▸ Written exercise:
Lines before the one containing "the blue umbrella" are excluded; retype that line and all remaining lines of the material exactly.
— Begin Dataset extract —
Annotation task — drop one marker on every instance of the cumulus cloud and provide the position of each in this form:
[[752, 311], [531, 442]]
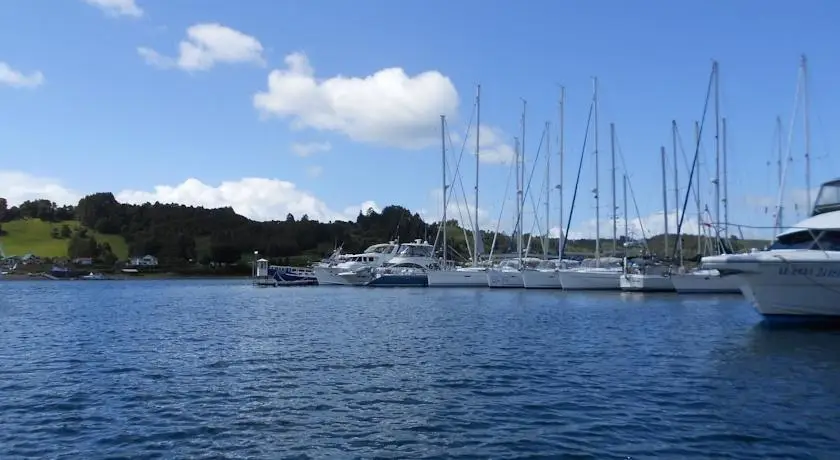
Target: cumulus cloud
[[256, 198], [117, 7], [207, 45], [314, 171], [306, 149], [17, 79], [389, 107]]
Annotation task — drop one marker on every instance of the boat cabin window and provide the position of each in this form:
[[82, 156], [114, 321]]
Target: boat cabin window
[[827, 240], [828, 198]]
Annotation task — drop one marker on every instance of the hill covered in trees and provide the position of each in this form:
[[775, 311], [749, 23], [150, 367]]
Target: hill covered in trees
[[179, 234]]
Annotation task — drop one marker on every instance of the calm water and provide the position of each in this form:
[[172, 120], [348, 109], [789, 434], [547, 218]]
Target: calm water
[[220, 369]]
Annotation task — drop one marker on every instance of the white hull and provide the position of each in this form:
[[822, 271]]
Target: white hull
[[458, 278], [541, 279], [634, 282], [704, 282], [329, 276], [504, 279], [590, 280], [786, 282]]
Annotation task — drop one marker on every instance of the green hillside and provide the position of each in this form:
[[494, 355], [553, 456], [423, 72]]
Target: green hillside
[[35, 236]]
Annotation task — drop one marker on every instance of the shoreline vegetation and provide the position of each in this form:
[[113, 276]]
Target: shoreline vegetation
[[101, 235]]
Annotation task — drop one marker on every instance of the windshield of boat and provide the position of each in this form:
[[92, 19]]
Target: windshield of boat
[[826, 240], [414, 250], [828, 198]]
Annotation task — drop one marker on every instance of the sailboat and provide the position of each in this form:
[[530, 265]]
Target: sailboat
[[646, 274], [598, 273], [704, 280], [474, 275]]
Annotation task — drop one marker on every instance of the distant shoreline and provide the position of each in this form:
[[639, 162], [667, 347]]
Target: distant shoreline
[[158, 277]]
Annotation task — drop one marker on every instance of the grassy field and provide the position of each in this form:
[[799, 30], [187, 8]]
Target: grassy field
[[33, 236]]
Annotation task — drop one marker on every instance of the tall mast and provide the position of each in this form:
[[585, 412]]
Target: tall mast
[[626, 212], [614, 208], [725, 187], [561, 237], [807, 134], [477, 230], [665, 197], [443, 160], [779, 165], [717, 150], [597, 191], [697, 170], [678, 243], [522, 180], [547, 188]]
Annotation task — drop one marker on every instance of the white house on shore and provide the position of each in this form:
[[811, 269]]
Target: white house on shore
[[145, 261]]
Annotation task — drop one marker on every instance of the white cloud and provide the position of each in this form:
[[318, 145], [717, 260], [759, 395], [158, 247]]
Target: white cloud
[[314, 171], [492, 147], [117, 7], [256, 198], [18, 79], [207, 45], [351, 212], [388, 108], [17, 187], [305, 149]]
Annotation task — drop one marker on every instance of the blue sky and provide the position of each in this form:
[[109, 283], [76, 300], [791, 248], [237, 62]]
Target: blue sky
[[120, 107]]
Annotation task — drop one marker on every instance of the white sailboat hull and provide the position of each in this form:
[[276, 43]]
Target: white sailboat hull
[[457, 278], [634, 282], [541, 279], [504, 279], [590, 280], [704, 282]]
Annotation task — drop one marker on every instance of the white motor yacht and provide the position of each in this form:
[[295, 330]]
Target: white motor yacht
[[327, 273], [799, 275], [592, 275]]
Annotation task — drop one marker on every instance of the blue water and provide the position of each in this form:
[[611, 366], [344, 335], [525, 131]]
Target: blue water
[[221, 369]]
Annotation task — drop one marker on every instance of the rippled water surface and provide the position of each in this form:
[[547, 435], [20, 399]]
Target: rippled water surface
[[222, 369]]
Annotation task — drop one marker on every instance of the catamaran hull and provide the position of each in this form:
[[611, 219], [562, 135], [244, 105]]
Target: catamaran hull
[[779, 288], [605, 280], [645, 283], [504, 279], [457, 278], [537, 279], [329, 276]]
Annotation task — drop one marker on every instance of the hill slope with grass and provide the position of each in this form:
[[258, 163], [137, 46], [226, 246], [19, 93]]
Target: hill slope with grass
[[45, 239]]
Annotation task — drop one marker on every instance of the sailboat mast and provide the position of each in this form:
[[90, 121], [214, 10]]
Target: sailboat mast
[[522, 179], [477, 230], [561, 236], [678, 243], [697, 170], [547, 188], [443, 161], [665, 196], [807, 124], [614, 207], [717, 150], [725, 186], [597, 191]]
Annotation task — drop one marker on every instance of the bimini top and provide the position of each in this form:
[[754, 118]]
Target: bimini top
[[824, 221]]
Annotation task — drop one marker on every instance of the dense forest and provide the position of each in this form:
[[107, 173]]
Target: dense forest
[[179, 234]]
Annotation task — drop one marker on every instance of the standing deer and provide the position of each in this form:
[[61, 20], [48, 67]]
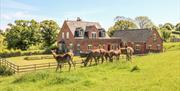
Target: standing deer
[[61, 59]]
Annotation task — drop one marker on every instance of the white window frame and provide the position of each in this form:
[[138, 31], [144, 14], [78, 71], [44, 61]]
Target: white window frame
[[78, 46], [63, 35], [94, 33], [137, 46], [158, 47], [67, 35], [89, 47]]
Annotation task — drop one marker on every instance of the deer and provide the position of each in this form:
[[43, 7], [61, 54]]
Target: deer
[[61, 59]]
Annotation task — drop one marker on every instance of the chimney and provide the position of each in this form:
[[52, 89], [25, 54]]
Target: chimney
[[78, 19]]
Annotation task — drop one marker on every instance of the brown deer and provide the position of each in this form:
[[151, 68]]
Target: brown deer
[[61, 59], [96, 54], [128, 51]]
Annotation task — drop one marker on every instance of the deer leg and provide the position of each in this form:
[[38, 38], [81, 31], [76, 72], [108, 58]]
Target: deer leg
[[57, 67], [60, 67], [102, 58], [73, 63], [69, 65]]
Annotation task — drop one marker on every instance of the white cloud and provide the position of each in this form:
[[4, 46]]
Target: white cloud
[[20, 15], [11, 4], [81, 13]]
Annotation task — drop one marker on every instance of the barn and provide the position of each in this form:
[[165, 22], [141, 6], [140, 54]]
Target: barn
[[82, 36], [142, 40]]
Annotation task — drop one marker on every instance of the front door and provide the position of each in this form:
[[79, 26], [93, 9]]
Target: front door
[[109, 47]]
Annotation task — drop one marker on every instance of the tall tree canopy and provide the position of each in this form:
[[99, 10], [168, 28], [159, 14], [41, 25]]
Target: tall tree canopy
[[178, 27], [121, 25], [49, 30], [165, 34], [144, 22], [23, 34], [168, 26]]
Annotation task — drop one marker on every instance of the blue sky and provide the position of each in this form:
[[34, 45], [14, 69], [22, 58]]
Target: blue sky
[[102, 11]]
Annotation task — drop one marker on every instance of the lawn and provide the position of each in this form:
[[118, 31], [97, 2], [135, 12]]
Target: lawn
[[21, 61], [157, 72]]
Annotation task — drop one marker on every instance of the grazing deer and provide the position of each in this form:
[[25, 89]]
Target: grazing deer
[[96, 54], [61, 59], [128, 51]]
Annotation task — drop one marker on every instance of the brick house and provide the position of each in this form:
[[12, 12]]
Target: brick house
[[82, 36], [142, 40]]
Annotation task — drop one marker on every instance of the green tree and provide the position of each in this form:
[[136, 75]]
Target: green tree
[[178, 27], [23, 34], [168, 26], [144, 22], [165, 34], [121, 25], [49, 30]]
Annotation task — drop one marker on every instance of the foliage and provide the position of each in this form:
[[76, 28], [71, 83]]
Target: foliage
[[168, 26], [165, 34], [177, 27], [23, 34], [144, 22], [158, 72], [5, 71], [49, 30], [15, 53], [171, 46], [121, 25]]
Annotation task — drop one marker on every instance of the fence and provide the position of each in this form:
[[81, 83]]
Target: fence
[[31, 67]]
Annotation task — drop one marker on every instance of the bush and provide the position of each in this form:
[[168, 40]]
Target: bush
[[135, 68], [38, 58], [14, 53], [52, 47], [32, 58], [5, 71]]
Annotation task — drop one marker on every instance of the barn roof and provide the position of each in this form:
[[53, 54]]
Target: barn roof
[[73, 25], [133, 35], [81, 24]]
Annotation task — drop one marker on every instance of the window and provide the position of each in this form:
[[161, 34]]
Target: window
[[100, 46], [149, 46], [89, 47], [67, 35], [81, 33], [103, 46], [60, 46], [94, 35], [62, 35], [138, 47], [154, 38], [71, 46], [78, 46], [76, 34], [158, 47]]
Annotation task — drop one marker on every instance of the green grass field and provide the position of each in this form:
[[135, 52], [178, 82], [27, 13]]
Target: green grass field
[[21, 61], [157, 72]]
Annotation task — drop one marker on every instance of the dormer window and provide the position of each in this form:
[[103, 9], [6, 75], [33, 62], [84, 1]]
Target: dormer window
[[102, 33], [62, 35], [154, 37], [94, 35], [79, 32]]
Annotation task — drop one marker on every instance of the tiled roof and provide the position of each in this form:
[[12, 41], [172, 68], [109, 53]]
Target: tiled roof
[[133, 35], [82, 24]]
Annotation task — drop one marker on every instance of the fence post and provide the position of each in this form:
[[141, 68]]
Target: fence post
[[35, 67], [17, 69], [49, 65]]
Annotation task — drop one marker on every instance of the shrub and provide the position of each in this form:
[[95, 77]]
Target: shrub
[[37, 76], [32, 58], [135, 68], [5, 71]]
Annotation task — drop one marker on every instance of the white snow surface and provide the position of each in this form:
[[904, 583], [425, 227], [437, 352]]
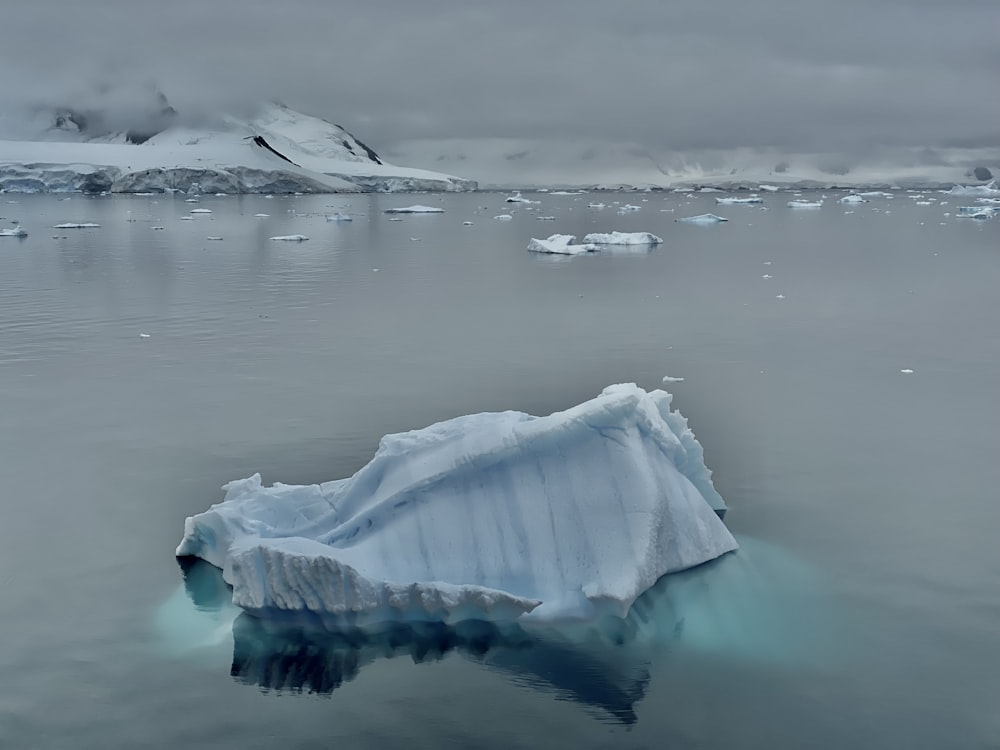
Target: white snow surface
[[560, 244], [221, 157], [418, 209], [703, 219], [623, 238], [494, 516]]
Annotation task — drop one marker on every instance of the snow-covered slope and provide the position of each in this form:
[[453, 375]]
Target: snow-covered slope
[[489, 516], [277, 150]]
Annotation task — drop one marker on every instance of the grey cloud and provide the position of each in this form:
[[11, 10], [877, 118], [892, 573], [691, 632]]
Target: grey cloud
[[849, 75]]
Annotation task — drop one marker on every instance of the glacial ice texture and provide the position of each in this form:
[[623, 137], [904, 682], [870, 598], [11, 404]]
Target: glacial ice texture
[[494, 516]]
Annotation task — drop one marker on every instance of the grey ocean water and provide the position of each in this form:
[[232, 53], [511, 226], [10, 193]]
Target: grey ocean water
[[861, 612]]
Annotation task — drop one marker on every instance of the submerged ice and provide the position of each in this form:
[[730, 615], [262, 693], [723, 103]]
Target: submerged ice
[[495, 516]]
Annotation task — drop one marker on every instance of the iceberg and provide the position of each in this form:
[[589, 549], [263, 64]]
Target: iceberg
[[560, 244], [975, 191], [733, 201], [703, 219], [415, 210], [496, 517], [623, 238]]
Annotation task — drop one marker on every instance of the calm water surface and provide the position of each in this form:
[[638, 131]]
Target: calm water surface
[[861, 611]]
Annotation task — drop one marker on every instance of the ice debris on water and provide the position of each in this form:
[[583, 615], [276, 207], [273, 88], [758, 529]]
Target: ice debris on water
[[560, 244], [430, 531], [415, 210], [623, 238], [703, 219]]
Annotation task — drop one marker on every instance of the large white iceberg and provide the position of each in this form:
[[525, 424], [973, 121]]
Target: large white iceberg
[[560, 244], [494, 516]]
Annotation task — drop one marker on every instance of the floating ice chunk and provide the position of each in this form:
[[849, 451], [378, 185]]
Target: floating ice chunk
[[560, 244], [975, 191], [703, 219], [623, 238], [415, 210], [608, 496], [739, 201], [518, 198]]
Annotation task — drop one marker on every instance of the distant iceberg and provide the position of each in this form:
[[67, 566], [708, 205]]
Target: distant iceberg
[[494, 516], [734, 201], [703, 219], [623, 238], [415, 210], [560, 244], [975, 191]]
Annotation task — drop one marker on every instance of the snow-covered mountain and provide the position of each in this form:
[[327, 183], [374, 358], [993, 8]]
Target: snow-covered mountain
[[273, 151]]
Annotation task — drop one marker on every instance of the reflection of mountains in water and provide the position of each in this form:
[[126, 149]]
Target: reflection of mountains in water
[[299, 659]]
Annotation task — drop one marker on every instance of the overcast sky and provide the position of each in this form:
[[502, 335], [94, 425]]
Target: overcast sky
[[679, 74]]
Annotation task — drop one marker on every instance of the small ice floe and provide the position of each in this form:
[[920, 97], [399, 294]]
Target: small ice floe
[[703, 219], [518, 198], [975, 191], [622, 238], [976, 212], [415, 210], [560, 244], [739, 201]]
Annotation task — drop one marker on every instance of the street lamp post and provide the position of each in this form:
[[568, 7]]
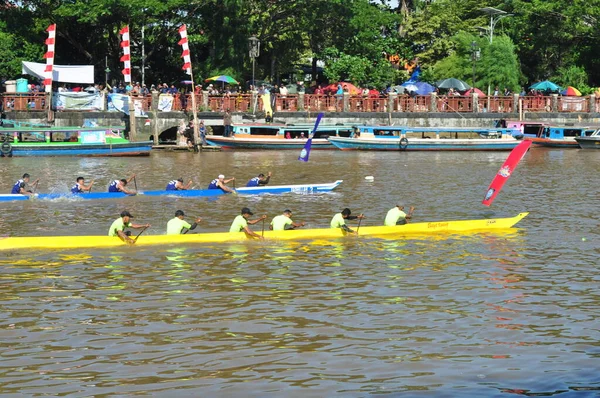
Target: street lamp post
[[475, 55], [495, 15], [253, 51]]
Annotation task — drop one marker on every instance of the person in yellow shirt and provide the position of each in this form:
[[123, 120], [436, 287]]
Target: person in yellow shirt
[[177, 225], [397, 216], [118, 226], [240, 223], [339, 220], [284, 222]]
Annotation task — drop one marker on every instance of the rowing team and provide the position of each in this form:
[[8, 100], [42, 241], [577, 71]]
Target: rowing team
[[283, 222], [220, 182]]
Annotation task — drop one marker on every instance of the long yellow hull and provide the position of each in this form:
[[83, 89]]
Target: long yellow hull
[[81, 242]]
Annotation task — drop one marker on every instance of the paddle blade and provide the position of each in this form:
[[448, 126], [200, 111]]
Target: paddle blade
[[306, 150], [505, 172]]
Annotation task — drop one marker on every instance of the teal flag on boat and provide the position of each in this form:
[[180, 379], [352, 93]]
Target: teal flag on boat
[[306, 150]]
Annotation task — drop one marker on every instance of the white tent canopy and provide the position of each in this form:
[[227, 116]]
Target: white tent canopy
[[83, 74]]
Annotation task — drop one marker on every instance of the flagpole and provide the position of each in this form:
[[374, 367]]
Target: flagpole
[[194, 111]]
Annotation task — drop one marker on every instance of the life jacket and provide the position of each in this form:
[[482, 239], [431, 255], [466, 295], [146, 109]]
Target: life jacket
[[114, 186], [17, 187], [76, 189], [254, 182], [213, 184], [172, 185]]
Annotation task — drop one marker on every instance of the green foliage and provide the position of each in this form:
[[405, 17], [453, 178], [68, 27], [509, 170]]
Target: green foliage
[[574, 76]]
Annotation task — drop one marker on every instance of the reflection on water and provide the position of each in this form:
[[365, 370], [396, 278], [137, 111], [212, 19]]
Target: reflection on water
[[456, 315]]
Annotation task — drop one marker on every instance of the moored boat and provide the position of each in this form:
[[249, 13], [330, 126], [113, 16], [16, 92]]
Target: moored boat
[[83, 242], [69, 141], [560, 136], [192, 193], [278, 136], [390, 138], [589, 142]]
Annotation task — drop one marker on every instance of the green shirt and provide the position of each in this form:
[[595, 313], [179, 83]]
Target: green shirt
[[338, 221], [393, 216], [116, 226], [238, 224], [279, 223], [176, 225]]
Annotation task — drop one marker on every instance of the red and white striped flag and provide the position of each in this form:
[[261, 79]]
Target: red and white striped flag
[[126, 58], [187, 60], [49, 58]]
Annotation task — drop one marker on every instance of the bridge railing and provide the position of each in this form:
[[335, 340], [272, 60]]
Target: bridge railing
[[331, 103]]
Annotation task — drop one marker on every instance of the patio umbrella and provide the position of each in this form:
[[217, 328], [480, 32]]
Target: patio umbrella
[[222, 78], [546, 85], [571, 91], [453, 83], [352, 89], [476, 90], [421, 88]]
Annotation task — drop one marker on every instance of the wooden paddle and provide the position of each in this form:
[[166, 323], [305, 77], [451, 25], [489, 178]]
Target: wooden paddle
[[357, 228], [141, 232]]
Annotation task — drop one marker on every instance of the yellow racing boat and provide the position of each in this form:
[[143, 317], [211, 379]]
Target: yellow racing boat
[[82, 242]]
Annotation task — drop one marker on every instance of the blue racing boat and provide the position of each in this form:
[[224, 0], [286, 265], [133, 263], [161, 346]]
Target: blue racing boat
[[192, 193], [390, 138]]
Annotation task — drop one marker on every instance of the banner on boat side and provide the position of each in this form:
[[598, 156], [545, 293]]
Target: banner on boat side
[[120, 103], [64, 101], [505, 172]]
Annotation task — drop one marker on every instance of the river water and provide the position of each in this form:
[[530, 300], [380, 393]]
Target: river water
[[447, 315]]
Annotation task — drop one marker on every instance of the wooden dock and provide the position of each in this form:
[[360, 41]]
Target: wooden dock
[[171, 148]]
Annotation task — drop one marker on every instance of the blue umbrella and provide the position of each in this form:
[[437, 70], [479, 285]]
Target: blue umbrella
[[421, 88], [546, 85]]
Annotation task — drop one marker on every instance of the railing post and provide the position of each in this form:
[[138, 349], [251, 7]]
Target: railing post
[[205, 99], [346, 104], [392, 96], [254, 101], [433, 105], [132, 123], [154, 104], [154, 108]]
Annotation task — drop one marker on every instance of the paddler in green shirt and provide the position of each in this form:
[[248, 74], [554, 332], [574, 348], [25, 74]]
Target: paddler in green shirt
[[284, 222], [339, 220], [240, 223], [178, 225], [397, 216], [118, 226]]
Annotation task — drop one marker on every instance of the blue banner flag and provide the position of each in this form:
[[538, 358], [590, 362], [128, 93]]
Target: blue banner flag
[[306, 150]]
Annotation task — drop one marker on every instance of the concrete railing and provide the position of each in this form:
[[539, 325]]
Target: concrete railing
[[253, 102]]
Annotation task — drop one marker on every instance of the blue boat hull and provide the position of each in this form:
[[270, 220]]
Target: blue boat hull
[[267, 143], [275, 189], [124, 149], [393, 144]]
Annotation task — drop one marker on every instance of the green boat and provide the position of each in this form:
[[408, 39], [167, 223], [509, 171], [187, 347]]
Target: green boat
[[68, 141]]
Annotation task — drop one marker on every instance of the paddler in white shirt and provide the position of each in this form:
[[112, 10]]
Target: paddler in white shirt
[[284, 222], [397, 216], [121, 186], [339, 220]]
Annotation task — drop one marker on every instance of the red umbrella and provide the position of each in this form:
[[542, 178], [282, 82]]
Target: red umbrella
[[352, 89], [478, 91]]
— End Dataset extract —
▸ Completed task:
Annotation task — drop one marker on every instance of the blue umbrella and provide the position of each in this form:
[[437, 70], [479, 285]]
Target: blue umbrella
[[421, 88], [546, 85]]
Annotation task — drop one marker on every instance of the railing post and provide the position of each in this form:
[[138, 349], [251, 7]]
Target: railing post
[[205, 99], [346, 104], [392, 96], [254, 101], [433, 105], [132, 123], [154, 104], [154, 108]]
Annotation task — drop one marker on every instance of the paddler in green shirt and provide the position of each in this form:
[[248, 74], [554, 332], [574, 348], [25, 74]]
Target: paddler in green shirt
[[284, 222], [339, 220], [240, 223], [178, 225], [397, 216], [118, 226]]
Annotation task — drop one marker on every instance of the blue banner flag and provide the position of each in this form:
[[538, 358], [590, 362], [128, 93]]
Target: blue banner flag
[[306, 150]]
Annotation task — drop one marker on every instance of the concrete railing and provide the position of each in this form:
[[539, 325]]
Target: concrete railing
[[253, 102]]
Annotation task — drop one marker on every instance of the blue boat hull and provide the position of each in this form:
[[270, 220]]
Target: blue boat hull
[[267, 143], [275, 189], [124, 149], [393, 144]]
Annotation task — drop one marker on every instance of the green boat and provide the position of each in this form:
[[408, 39], [167, 223], [509, 171], [187, 347]]
Target: green boat
[[68, 141]]
Annotation task — drop one marker on every instance of the paddler in white shirt and provide the position of each in this form:
[[112, 10]]
Target: paddler in white shirt
[[284, 222], [397, 216], [121, 186], [339, 220]]
Annotation task — drop one marker on every instance of the red umbrella and provide the position of each in this form:
[[542, 178], [282, 82]]
Target: red umbrella
[[352, 89], [478, 91]]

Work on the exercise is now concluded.